__Excerpt__
Be like Ginger, the model citizen
By Sheere Ng - Tuesday, Oct 09, 2012
The government says we have to work as long as we live, be productive and adaptable to the changing needs of the country and the world. Makansutra finds a model citizen, in the spice world.
Age doesn’t matter
The older it gets, the more useful it becomes. Old ginger, harvested in its 10th month, is pungent, spicy and invigorating. The Chinese juliennes it and uses it to mask fishiness in seafood, stir-fry meats and vegetables, and add in soups; the Malays and Indians blends it to intensify the flavours of curried dishes, marinate meats and to make chutneys.
Young ginger, harvested early in the fourth month, has less confrontational pungent and spicy notes. It is used to make pickles, which is served between dishes of sushi to cleanse the palate.

__Recorded data__
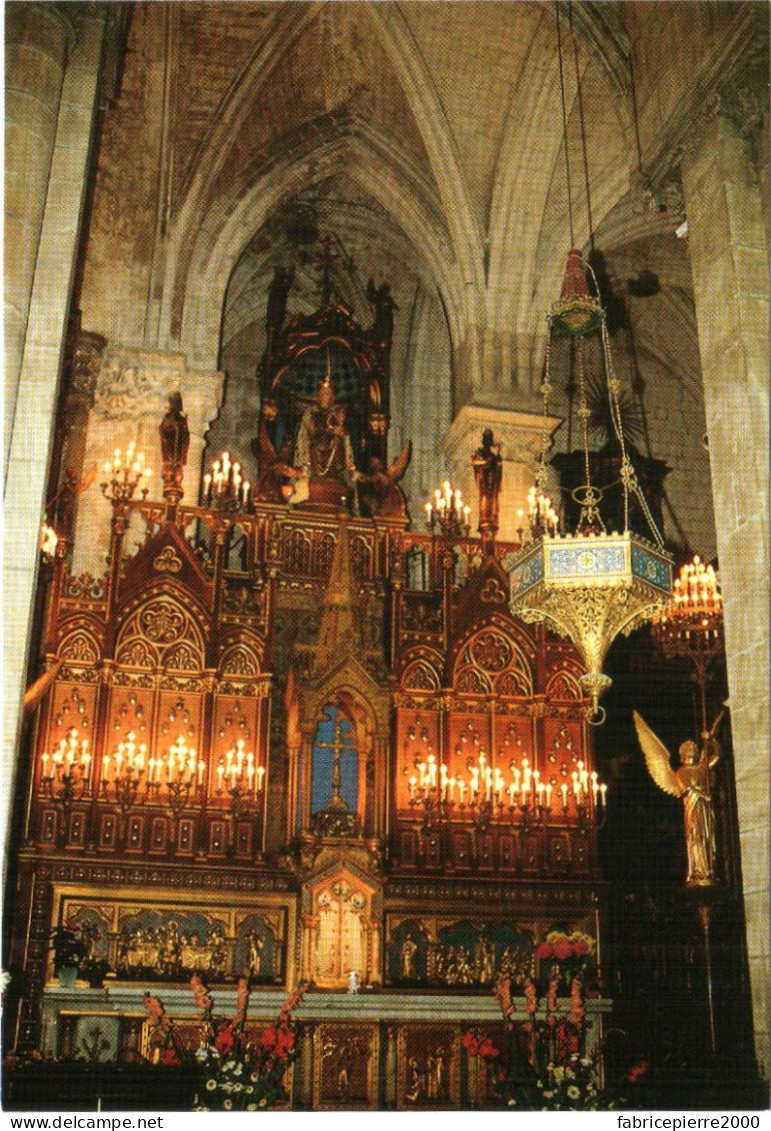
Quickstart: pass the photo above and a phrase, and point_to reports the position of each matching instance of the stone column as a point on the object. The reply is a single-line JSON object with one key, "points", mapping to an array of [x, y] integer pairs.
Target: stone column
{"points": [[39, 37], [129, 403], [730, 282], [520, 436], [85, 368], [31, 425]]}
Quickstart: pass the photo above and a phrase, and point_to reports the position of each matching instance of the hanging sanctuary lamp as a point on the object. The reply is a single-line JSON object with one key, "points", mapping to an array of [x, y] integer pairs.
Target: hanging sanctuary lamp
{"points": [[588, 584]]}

__Using the information__
[1] Say whether each statement agrees with the ginger article, answering yes or no and quoting the deciding words: (a) Old ginger is harvested in its tenth month. (b) Young ginger is harvested in the sixth month. (c) Young ginger pickles are served between sushi dishes to cleanse the palate.
[2] Extend the ginger article with the passage that comes after its final sentence.
The data that comes before this sentence is from a different source than the ginger article.

__Written responses__
[1]
(a) Yes: "Old ginger, harvested in its 10th month"
(b) No: "Young ginger, harvested early in the fourth month"
(c) Yes: "It is used to make pickles, which is served between dishes of sushi to cleanse the palate."

[2]
A global ingredient
Ginger, grown in China and India since ancient times, and believed to be taken to Europe by Arab traders during the spice trade days, is probably the first “global citizen”, even before there was such a term. In every of its home and adopted country, it “gave back” by turning the local drinks into internationally popular beverages – Southeast Asia’s teh halia, India’s masala chia, China’s brown sugar ginger tea, and European’s ginger ale and ginger beer.
Despite its distinctive spicy zing with citrusy hints, ginger is a choice ingredient across a meal. For salads – ginger and sesame dressing, main dishes – Hyderabadi ginger chicken, desserts – ginger milk curd, snacks – ginger bread and biscuits, sweets – candied ginger, and drinks – as mentioned above.
It is food, as well as medicine, killing two birds with one stone. Jamu (Indonesian Traditional Medicine), Traditional Chinese Medicine and Ayurveda (health system originated in India) believe that it helps dispel wind, relief nausea and cold. It is also
believed to possess aphrodisiac qualities and even Karma Sutra praises its ability to bring success in “love”.
Now, who can beat ginger in productivity?